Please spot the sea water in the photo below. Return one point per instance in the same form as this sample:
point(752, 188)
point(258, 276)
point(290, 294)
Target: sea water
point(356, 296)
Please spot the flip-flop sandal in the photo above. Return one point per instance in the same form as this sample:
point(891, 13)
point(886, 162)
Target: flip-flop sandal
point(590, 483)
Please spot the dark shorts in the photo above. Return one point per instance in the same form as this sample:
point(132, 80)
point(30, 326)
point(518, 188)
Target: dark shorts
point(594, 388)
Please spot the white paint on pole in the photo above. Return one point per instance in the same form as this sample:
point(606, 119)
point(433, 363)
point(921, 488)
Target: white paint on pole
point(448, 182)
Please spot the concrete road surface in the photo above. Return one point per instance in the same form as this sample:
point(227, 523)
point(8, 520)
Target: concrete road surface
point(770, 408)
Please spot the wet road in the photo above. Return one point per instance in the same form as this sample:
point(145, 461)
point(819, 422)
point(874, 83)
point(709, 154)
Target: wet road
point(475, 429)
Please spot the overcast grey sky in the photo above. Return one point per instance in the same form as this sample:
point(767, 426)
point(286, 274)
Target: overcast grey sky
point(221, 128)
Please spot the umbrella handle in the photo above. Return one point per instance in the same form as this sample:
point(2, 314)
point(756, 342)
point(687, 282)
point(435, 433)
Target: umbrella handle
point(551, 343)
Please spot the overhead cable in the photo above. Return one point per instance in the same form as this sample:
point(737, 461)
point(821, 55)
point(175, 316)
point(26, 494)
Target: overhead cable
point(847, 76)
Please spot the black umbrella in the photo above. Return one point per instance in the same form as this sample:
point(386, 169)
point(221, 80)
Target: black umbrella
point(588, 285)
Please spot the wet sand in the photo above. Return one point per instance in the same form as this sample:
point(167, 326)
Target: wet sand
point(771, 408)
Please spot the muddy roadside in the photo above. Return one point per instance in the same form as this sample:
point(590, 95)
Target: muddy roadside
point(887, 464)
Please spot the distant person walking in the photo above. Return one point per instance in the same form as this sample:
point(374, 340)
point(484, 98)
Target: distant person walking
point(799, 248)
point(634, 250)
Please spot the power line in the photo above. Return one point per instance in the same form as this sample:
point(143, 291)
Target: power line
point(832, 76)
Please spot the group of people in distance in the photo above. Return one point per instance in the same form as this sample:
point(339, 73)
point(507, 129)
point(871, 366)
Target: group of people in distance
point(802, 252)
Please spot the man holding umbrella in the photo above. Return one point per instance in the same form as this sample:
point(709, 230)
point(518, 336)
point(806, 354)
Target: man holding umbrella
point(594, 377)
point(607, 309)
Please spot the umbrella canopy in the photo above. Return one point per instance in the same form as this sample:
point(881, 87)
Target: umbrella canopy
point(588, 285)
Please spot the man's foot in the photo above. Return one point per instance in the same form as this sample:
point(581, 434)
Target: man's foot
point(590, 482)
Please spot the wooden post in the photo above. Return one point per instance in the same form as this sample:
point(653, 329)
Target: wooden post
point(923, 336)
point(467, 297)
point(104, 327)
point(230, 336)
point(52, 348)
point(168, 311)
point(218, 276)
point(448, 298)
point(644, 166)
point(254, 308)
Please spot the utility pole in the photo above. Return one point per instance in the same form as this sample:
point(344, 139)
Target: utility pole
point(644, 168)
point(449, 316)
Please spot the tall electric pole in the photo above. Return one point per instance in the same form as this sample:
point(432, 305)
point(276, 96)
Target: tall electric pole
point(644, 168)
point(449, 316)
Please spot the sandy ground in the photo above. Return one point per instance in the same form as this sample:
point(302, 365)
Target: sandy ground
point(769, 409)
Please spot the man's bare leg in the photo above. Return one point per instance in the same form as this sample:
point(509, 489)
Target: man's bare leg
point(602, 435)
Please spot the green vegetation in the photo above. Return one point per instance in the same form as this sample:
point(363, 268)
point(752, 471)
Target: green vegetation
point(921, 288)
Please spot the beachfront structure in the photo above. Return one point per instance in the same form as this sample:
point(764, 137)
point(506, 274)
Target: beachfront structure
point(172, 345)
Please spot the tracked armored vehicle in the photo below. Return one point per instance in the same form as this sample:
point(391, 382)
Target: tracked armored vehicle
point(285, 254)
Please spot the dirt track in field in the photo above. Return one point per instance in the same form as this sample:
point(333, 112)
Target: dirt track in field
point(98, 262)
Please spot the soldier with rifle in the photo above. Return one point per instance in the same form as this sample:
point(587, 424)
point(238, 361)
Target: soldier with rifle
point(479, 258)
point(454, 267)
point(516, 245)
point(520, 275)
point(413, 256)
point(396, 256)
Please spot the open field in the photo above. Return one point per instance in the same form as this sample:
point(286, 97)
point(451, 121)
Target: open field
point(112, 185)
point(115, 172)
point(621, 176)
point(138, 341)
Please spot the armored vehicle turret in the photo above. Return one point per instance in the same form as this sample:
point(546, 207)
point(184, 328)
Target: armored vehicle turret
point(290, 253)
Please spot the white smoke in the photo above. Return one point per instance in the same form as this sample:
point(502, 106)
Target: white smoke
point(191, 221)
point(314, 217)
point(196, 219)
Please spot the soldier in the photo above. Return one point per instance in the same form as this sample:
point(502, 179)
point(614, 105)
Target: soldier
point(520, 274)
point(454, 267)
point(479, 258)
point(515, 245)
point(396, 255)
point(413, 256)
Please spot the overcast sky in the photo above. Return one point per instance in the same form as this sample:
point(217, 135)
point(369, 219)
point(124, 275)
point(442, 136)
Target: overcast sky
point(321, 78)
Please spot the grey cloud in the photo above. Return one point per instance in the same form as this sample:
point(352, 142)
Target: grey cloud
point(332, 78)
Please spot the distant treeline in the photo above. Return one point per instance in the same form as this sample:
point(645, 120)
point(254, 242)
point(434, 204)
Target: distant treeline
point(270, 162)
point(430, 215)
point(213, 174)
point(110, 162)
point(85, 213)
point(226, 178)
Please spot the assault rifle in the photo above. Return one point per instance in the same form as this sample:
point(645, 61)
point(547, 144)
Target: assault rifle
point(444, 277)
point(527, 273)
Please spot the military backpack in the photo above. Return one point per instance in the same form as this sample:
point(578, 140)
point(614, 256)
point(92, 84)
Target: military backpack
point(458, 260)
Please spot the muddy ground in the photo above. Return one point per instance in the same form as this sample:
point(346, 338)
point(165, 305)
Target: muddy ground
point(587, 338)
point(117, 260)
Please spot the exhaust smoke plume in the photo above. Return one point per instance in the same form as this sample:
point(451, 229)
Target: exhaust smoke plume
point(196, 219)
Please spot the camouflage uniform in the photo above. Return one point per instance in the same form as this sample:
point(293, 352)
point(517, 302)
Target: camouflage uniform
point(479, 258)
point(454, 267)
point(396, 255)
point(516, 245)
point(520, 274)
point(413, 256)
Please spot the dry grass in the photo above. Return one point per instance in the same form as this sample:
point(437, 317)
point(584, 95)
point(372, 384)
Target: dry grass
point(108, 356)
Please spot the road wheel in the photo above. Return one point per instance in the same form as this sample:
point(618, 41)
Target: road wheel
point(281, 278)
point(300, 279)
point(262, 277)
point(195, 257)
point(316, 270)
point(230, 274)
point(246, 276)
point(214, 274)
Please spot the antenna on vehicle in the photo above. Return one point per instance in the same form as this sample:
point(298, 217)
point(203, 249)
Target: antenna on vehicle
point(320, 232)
____
Convert every line of the records above into a Markdown table with two columns, n for the row number and Line for the text, leaving out blank lines.

Response to this exercise =
| n | Line |
|---|---|
| 1 | Please spot the sea water in the photo below. Return one point per instance in the same form as this sample: |
| 2 | point(752, 188) |
| 3 | point(258, 276) |
| 4 | point(290, 294) |
| 5 | Target: sea water |
| 6 | point(356, 296) |
| 7 | Please spot the flip-flop sandal in the photo above. Return one point per instance in the same form as this sample: |
| 8 | point(891, 13) |
| 9 | point(886, 162) |
| 10 | Target: flip-flop sandal |
| 11 | point(590, 483) |
| 12 | Please spot the dark shorts in the photo above. Return one point per instance in the same form as this sample: |
| 13 | point(132, 80) |
| 14 | point(30, 326) |
| 15 | point(518, 188) |
| 16 | Target: dark shorts |
| 17 | point(594, 388) |
| 18 | Please spot the white paint on pole in the photo above. Return one point per instance in the same form as this sample: |
| 19 | point(606, 119) |
| 20 | point(433, 363) |
| 21 | point(921, 488) |
| 22 | Target: white paint on pole |
| 23 | point(448, 182) |
| 24 | Please spot the concrete road surface in the photo above. Return one point per instance in the same form as this sample: |
| 25 | point(227, 523) |
| 26 | point(8, 520) |
| 27 | Target: concrete road surface |
| 28 | point(770, 408) |
| 29 | Please spot the wet road in the photo above. Return one point per instance in the same form as this sample: |
| 30 | point(145, 461) |
| 31 | point(819, 422) |
| 32 | point(874, 83) |
| 33 | point(709, 154) |
| 34 | Target: wet road |
| 35 | point(475, 429) |
| 36 | Please spot the overcast grey sky in the photo above. Return one point per instance in the same form as this sample: |
| 37 | point(767, 426) |
| 38 | point(286, 274) |
| 39 | Target: overcast grey sky |
| 40 | point(221, 128) |
| 41 | Please spot the umbrella handle in the photo above. Return one point per instance in the same form as this sample: |
| 42 | point(2, 314) |
| 43 | point(756, 342) |
| 44 | point(687, 282) |
| 45 | point(435, 433) |
| 46 | Target: umbrella handle |
| 47 | point(551, 343) |
| 48 | Please spot the overhead cable in the photo above. Return one point per instance in the same form as this sample: |
| 49 | point(737, 461) |
| 50 | point(821, 55) |
| 51 | point(175, 316) |
| 52 | point(26, 494) |
| 53 | Target: overhead cable |
| 54 | point(847, 76) |
| 55 | Please spot the black umbrella in the photo above. Return one point per instance in the same form as this sample: |
| 56 | point(386, 169) |
| 57 | point(221, 80) |
| 58 | Target: black umbrella |
| 59 | point(588, 285) |
| 60 | Please spot the wet sand in the photo above. Return one point per instance in the same form as this sample: |
| 61 | point(167, 326) |
| 62 | Target: wet sand |
| 63 | point(771, 408) |
| 64 | Please spot the muddy roadside in the photo above. Return one point per instance in the same form as this sample: |
| 65 | point(590, 95) |
| 66 | Target: muddy roadside |
| 67 | point(887, 464) |
| 68 | Please spot the distant person walking in the photo above. Return one point per instance in the same form as this sample: |
| 69 | point(374, 340) |
| 70 | point(484, 98) |
| 71 | Target: distant person walking |
| 72 | point(799, 248) |
| 73 | point(634, 250) |
| 74 | Please spot the power line in the photo above. Return one point per instance in the same form as this sample: |
| 75 | point(143, 291) |
| 76 | Target: power line |
| 77 | point(832, 76) |
| 78 | Please spot the group of people in distance in the photo above. Return one point per instance in the same form as this sample: |
| 79 | point(339, 73) |
| 80 | point(507, 129) |
| 81 | point(871, 366) |
| 82 | Target: group of people in distance |
| 83 | point(802, 252) |
| 84 | Please spot the man holding umbrella in the photo above. Return one point per instance in the same form as this sample: |
| 85 | point(709, 230) |
| 86 | point(518, 336) |
| 87 | point(806, 354) |
| 88 | Target: man holding umbrella |
| 89 | point(594, 377) |
| 90 | point(607, 309) |
| 91 | Please spot the umbrella canopy in the photo above. Return one point per instance in the same form as this sample: |
| 92 | point(881, 87) |
| 93 | Target: umbrella canopy |
| 94 | point(588, 285) |
| 95 | Please spot the man's foot in the photo above. Return one point per instance in the same form as this sample: |
| 96 | point(581, 434) |
| 97 | Target: man's foot |
| 98 | point(590, 482) |
| 99 | Please spot the wooden post in the photo above. Return one point per instance in the same form as this sample: |
| 100 | point(653, 329) |
| 101 | Target: wooden post |
| 102 | point(923, 336) |
| 103 | point(467, 297) |
| 104 | point(104, 327) |
| 105 | point(230, 336) |
| 106 | point(52, 348) |
| 107 | point(168, 311) |
| 108 | point(218, 276) |
| 109 | point(448, 298) |
| 110 | point(644, 166) |
| 111 | point(254, 308) |
| 112 | Please spot the utility pole in the photo above. Return one point per instance in the same form as this sample: |
| 113 | point(344, 139) |
| 114 | Target: utility pole |
| 115 | point(644, 168) |
| 116 | point(449, 316) |
| 117 | Please spot the tall electric pole in the photo above. Return one point per instance in the same form as this sample: |
| 118 | point(432, 305) |
| 119 | point(276, 96) |
| 120 | Target: tall electric pole |
| 121 | point(644, 168) |
| 122 | point(449, 316) |
| 123 | Please spot the sandy ground in the photo above. Return one point per instance in the same form as this sample: |
| 124 | point(302, 365) |
| 125 | Target: sandy ground |
| 126 | point(769, 409) |
| 127 | Please spot the man's bare leg in the photo above. Return one point per instance in the same form as this sample: |
| 128 | point(509, 489) |
| 129 | Target: man's bare leg |
| 130 | point(602, 435) |
| 131 | Please spot the green vegetation in the photo above. Return one point per instance in the same form as this sample: |
| 132 | point(363, 268) |
| 133 | point(752, 471) |
| 134 | Target: green vegetation |
| 135 | point(921, 288) |
| 136 | Please spot the beachfront structure in the photo above. Return one point per instance in the same form as this sample: |
| 137 | point(764, 137) |
| 138 | point(506, 274) |
| 139 | Target: beachfront structure |
| 140 | point(172, 345) |
| 141 | Please spot the tracked armored vehicle in the photo below. Return one point per instance in the same form as this sample: |
| 142 | point(391, 382) |
| 143 | Target: tracked armored vehicle |
| 144 | point(285, 254) |
| 145 | Please spot the dirt track in field in the photo above. Return one point per instance in the same form as this sample: |
| 146 | point(333, 112) |
| 147 | Target: dirt track in field |
| 148 | point(98, 262) |
| 149 | Please spot the soldier with rifle in the photo above. Return one point per instance in the same form as this sample: |
| 150 | point(587, 424) |
| 151 | point(238, 361) |
| 152 | Target: soldier with rifle |
| 153 | point(479, 258) |
| 154 | point(454, 267) |
| 155 | point(516, 245) |
| 156 | point(520, 275) |
| 157 | point(413, 256) |
| 158 | point(396, 256) |
| 159 | Please spot the open field in the photo above. Return one point per instance in the same form as this sample: |
| 160 | point(286, 97) |
| 161 | point(451, 121) |
| 162 | Target: open field |
| 163 | point(112, 185) |
| 164 | point(115, 172) |
| 165 | point(621, 176) |
| 166 | point(138, 341) |
| 167 | Please spot the armored vehicle turret in the photo above. Return one point per instance in the same form as this sample: |
| 168 | point(546, 207) |
| 169 | point(184, 328) |
| 170 | Target: armored vehicle turret |
| 171 | point(290, 253) |
| 172 | Please spot the white smoke in the photo above. Return one point per instance in the same form as this sample: |
| 173 | point(502, 106) |
| 174 | Target: white smoke |
| 175 | point(191, 221) |
| 176 | point(314, 217) |
| 177 | point(196, 219) |
| 178 | Please spot the soldier in the photo above. Return one point per instance in the same form as this sample: |
| 179 | point(502, 179) |
| 180 | point(614, 105) |
| 181 | Target: soldier |
| 182 | point(520, 274) |
| 183 | point(454, 267) |
| 184 | point(479, 258) |
| 185 | point(515, 245) |
| 186 | point(396, 255) |
| 187 | point(413, 256) |
| 188 | Please spot the overcast sky in the photo above. Return one point per instance in the same form as this sample: |
| 189 | point(217, 135) |
| 190 | point(369, 219) |
| 191 | point(124, 275) |
| 192 | point(442, 136) |
| 193 | Target: overcast sky |
| 194 | point(321, 78) |
| 195 | Please spot the grey cloud in the photo above. Return one point per instance in the same form as this sample: |
| 196 | point(352, 142) |
| 197 | Target: grey cloud |
| 198 | point(332, 78) |
| 199 | Please spot the distant treeline in the photo above. Return one point per instance in the same form as this sample: |
| 200 | point(645, 120) |
| 201 | point(254, 242) |
| 202 | point(434, 204) |
| 203 | Target: distant treeline |
| 204 | point(270, 162) |
| 205 | point(430, 215) |
| 206 | point(213, 174) |
| 207 | point(110, 162) |
| 208 | point(85, 213) |
| 209 | point(226, 178) |
| 210 | Please spot the assault rifle in the photo above. Return one point per instance in the same form as this sample: |
| 211 | point(645, 61) |
| 212 | point(547, 144) |
| 213 | Target: assault rifle |
| 214 | point(444, 277) |
| 215 | point(527, 273) |
| 216 | Please spot the military backpack in the photo above. Return one point per instance in the same form as this sample: |
| 217 | point(578, 140) |
| 218 | point(614, 256) |
| 219 | point(92, 84) |
| 220 | Target: military backpack |
| 221 | point(458, 260) |
| 222 | Please spot the muddy ground in the photo above. Return one point per instance in the same form as this sample: |
| 223 | point(346, 338) |
| 224 | point(165, 305) |
| 225 | Target: muddy ground |
| 226 | point(587, 338) |
| 227 | point(117, 260) |
| 228 | Please spot the exhaust smoke plume in the photo above. Return one point per instance in the same form as this sample: |
| 229 | point(451, 229) |
| 230 | Target: exhaust smoke plume |
| 231 | point(196, 219) |
| 232 | Please spot the camouflage uniform in the photo above. Return one point per instance in the same form as this sample: |
| 233 | point(293, 352) |
| 234 | point(517, 302) |
| 235 | Target: camouflage uniform |
| 236 | point(479, 258) |
| 237 | point(454, 267) |
| 238 | point(396, 255) |
| 239 | point(516, 245) |
| 240 | point(520, 274) |
| 241 | point(413, 256) |
| 242 | Please spot the dry grass in the photo above. Return one point per instance in the same form as this sample: |
| 243 | point(437, 317) |
| 244 | point(584, 95) |
| 245 | point(372, 384) |
| 246 | Target: dry grass |
| 247 | point(108, 356) |
| 248 | Please spot the road wheel in the photo above. Return one point per instance in the same form as this sample: |
| 249 | point(618, 41) |
| 250 | Target: road wheel |
| 251 | point(281, 278) |
| 252 | point(300, 279) |
| 253 | point(262, 277) |
| 254 | point(195, 257) |
| 255 | point(316, 270) |
| 256 | point(230, 274) |
| 257 | point(246, 276) |
| 258 | point(214, 274) |
| 259 | Please spot the antenna on vehicle in the photo above. Return one point per instance in the same form as this sample: |
| 260 | point(298, 217) |
| 261 | point(203, 249) |
| 262 | Target: antenna on vehicle |
| 263 | point(320, 232) |